Provided data →
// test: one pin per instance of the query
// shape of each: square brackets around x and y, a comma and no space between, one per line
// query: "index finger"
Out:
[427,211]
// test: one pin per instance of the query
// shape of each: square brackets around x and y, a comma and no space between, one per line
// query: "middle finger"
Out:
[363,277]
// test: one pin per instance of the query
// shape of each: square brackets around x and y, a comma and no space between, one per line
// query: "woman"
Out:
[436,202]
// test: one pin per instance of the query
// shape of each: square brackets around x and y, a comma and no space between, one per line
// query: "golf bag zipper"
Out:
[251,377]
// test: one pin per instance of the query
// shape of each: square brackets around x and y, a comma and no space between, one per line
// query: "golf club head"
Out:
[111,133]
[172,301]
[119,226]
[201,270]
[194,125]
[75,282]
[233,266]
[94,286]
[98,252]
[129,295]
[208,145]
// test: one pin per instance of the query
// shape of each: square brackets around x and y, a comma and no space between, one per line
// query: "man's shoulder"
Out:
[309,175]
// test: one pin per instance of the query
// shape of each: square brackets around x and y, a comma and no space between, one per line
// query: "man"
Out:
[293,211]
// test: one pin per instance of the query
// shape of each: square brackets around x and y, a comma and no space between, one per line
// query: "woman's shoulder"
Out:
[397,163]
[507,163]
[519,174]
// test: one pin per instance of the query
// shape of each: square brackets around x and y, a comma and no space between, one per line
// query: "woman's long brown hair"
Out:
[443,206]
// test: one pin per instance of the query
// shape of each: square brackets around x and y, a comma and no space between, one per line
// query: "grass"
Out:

Your task →
Write the listing out again, exactly as it reads.

Exercise solution →
// test: one pin per instance of the query
// shape of each: square brackets around x and y, a comma and no space between, one per line
// query: "index finger"
Out:
[427,211]
// test: one pin per instance of the query
// shape of each: square brackets around x and y, a comma and no space between, one per line
// query: "middle finger"
Out:
[363,277]
// test: one pin per instance of the query
// shape of each: square brackets around x and y, a comma and no space between, one per line
// query: "woman"
Out:
[436,202]
// test: one pin per instance of the query
// shape of each: square brackets around x and y, a comma and no space between, one per line
// query: "golf bag zipper"
Out:
[251,377]
// test: one pin per instance of the query
// shape of each: square brackets around x and y, a comma and no space between, one per line
// query: "golf club head"
Out:
[111,133]
[172,301]
[119,226]
[201,270]
[194,125]
[75,282]
[233,266]
[94,286]
[98,252]
[129,295]
[208,145]
// test: one pin per instance of the query
// shape of each: square brackets around x and y, a comma and no space between, one per line
// query: "man's shoulder"
Out:
[309,175]
// test: one pin per instance of the query
// shape of each: square brackets around x and y, a comma and no space between, one per line
// query: "man"
Out:
[293,211]
// test: one pin per instance of the query
// shape of each: square brackets around x and y, a comma and no space between, one per line
// query: "woman's shoulder"
Out:
[397,163]
[507,163]
[519,174]
// test: one pin per instance of the query
// shape of each: square brackets around x and y, a comma and no space between, one per line
// query: "woman's long brown hair"
Out:
[443,206]
// test: one pin per instance of the query
// shape of each: square brackets around x and y, a comma and no space between, one per line
// query: "grass"
Out:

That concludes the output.